▶ [Aufgabenstellung]
Stimmen die folgenden Aussagen mit dem Textausschnitt überein? Antworte zu jeder Aussage mit Ja oder Nein und zitiere die entscheidenden Worte aus dem Textausschnitt wörtlich.
1. Im Ruhrgebiet startete 2017 ein mit EU-Mitteln gefördertes Pilotprojekt.
2. Am schlimmsten findet Yudytska es, Debatten schließen zu müssen.
3. Die Vermieter empfahlen für die Tochter eine Musikschule.

▶ [Textausschnitt]
::::::
Als Moderatorin fällt Yudytska die Aufgabe zu, Debatten zu schließen, um die Spirale der Eskalation zu stoppen. „Das stresst mich“, sagt sie. Am schlimmsten aber findet sie Nachrichten, die sie privat erreichen. Eine Ukrainerin im Salzkammergut misstraute ihren Vermietern. Sie hätten für ihre Tochter eine Modeschule empfohlen, und als sie, die Mutter erklärte, ihr Kind nähe nicht gern, sie eine „Schande“ für ihre Landsleute genannt. Yudytska dachte lange über diese Episode nach: Sagte die Vermieterin „schade“, war die Beschimpfung ein Übersetzungsfehler?
Geflüchtete als Objekte
Fehlinformationen, Missverständnisse, Irrtümer zeitigen enorme Kosten. Mitunter echauffieren sich Ukrainer, dass Ärzte nicht bei jeder Unpässlichkeit Antibiotika verschreiben, und Yudytska fühlt sich bemüßigt, zu erklären, das liege nicht daran, dass man sie nicht leiden könne, sondern an einer anderen Medizinkultur. Im deutschen Ruhrgebiet, das viele Arbeitsmigranten aus der EU anzieht, erkannte man die Zeichen der Zeit. 2017 startete ein mit EU-Mitteln gefördertes Pilotprojekt: Arbeitsrechts-Experten bringen sich in Chat-Gruppen ein, beraten und informieren in mehreren Sprachen, berichtigen falsche Meldungen. Yudytska wünscht sich Ähnliches für die Nachrichtenkanäle der Ukrainer. Akkurate Informationen – von Grundversorgung, AMS-Anmeldung über Arztbesuche bis zum öffentlichen Verkehr – könnten Vertrauen schaffen, Gerüchte entkräften und überstürzte Handlungen vermeiden.
::::::
▶ [Übungsdaten]
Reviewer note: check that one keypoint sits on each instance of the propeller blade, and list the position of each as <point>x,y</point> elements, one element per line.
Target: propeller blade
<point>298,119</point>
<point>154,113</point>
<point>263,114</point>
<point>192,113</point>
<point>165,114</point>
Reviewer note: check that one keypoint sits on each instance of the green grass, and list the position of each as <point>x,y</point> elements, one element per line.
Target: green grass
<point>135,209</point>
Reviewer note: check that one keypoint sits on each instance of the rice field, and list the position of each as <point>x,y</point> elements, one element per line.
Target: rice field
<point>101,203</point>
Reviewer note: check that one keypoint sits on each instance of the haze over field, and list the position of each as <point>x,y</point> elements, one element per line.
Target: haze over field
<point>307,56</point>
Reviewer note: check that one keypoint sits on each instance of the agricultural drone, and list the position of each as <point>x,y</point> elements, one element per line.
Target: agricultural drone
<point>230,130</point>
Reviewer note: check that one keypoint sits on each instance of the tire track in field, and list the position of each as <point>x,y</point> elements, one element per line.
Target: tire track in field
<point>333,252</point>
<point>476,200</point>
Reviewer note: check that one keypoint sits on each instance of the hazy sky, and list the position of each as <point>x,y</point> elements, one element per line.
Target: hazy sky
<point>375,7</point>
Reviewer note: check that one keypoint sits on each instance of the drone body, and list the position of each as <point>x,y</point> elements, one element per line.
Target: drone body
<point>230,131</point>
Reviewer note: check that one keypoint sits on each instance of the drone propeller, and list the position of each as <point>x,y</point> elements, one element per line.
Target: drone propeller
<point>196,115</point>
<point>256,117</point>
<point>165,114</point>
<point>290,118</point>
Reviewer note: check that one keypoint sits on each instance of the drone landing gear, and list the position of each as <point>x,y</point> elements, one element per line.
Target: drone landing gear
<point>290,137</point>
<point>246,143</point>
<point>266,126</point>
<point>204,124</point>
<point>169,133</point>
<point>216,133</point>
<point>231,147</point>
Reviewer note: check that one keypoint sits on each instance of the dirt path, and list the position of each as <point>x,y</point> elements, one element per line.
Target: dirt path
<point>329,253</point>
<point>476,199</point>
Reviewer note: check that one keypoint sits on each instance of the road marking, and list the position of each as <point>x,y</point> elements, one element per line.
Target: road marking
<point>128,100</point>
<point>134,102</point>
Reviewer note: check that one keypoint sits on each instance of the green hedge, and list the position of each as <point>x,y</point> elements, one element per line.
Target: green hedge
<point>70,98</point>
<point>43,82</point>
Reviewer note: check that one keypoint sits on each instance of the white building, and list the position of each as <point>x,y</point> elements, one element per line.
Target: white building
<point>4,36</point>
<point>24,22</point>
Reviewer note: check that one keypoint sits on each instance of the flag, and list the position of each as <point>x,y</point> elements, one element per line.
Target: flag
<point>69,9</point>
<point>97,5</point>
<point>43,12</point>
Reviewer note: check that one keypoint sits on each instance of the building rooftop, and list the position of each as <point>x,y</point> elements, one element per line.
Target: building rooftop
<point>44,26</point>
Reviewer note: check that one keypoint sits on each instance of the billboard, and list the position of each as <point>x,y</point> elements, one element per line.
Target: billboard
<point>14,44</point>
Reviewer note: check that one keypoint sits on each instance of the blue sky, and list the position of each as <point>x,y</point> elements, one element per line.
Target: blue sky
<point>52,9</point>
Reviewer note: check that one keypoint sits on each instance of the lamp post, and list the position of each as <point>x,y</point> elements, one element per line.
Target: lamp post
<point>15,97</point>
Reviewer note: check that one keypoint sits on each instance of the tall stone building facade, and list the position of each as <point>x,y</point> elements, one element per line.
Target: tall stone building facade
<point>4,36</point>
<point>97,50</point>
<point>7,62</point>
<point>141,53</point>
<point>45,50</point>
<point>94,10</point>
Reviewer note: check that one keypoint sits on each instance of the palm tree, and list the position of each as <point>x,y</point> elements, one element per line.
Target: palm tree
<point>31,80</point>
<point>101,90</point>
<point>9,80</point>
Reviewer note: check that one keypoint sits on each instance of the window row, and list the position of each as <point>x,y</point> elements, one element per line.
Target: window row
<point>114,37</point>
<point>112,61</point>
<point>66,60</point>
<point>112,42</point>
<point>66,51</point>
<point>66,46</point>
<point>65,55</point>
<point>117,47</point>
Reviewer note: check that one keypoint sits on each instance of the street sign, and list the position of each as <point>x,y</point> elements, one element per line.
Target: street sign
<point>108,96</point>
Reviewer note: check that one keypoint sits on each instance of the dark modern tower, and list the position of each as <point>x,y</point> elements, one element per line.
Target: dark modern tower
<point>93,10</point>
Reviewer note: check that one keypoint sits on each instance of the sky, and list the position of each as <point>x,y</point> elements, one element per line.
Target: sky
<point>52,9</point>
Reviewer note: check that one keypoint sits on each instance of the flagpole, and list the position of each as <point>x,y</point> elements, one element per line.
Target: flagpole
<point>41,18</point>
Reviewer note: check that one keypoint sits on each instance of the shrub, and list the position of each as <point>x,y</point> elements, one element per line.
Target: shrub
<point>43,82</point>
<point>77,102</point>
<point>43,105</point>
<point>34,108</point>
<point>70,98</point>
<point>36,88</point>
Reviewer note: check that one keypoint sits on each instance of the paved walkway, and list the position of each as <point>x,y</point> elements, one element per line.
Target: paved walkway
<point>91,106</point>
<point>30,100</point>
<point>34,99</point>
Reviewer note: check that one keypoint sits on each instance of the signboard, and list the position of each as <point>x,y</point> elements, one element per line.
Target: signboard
::::::
▶ [Lösung]
1. Ja: „2017 startete ein mit EU-Mitteln gefördertes Pilotprojekt“
2. Nein: „Am schlimmsten aber findet sie Nachrichten, die sie privat erreichen.“
3. Nein: „Sie hätten für ihre Tochter eine Modeschule empfohlen“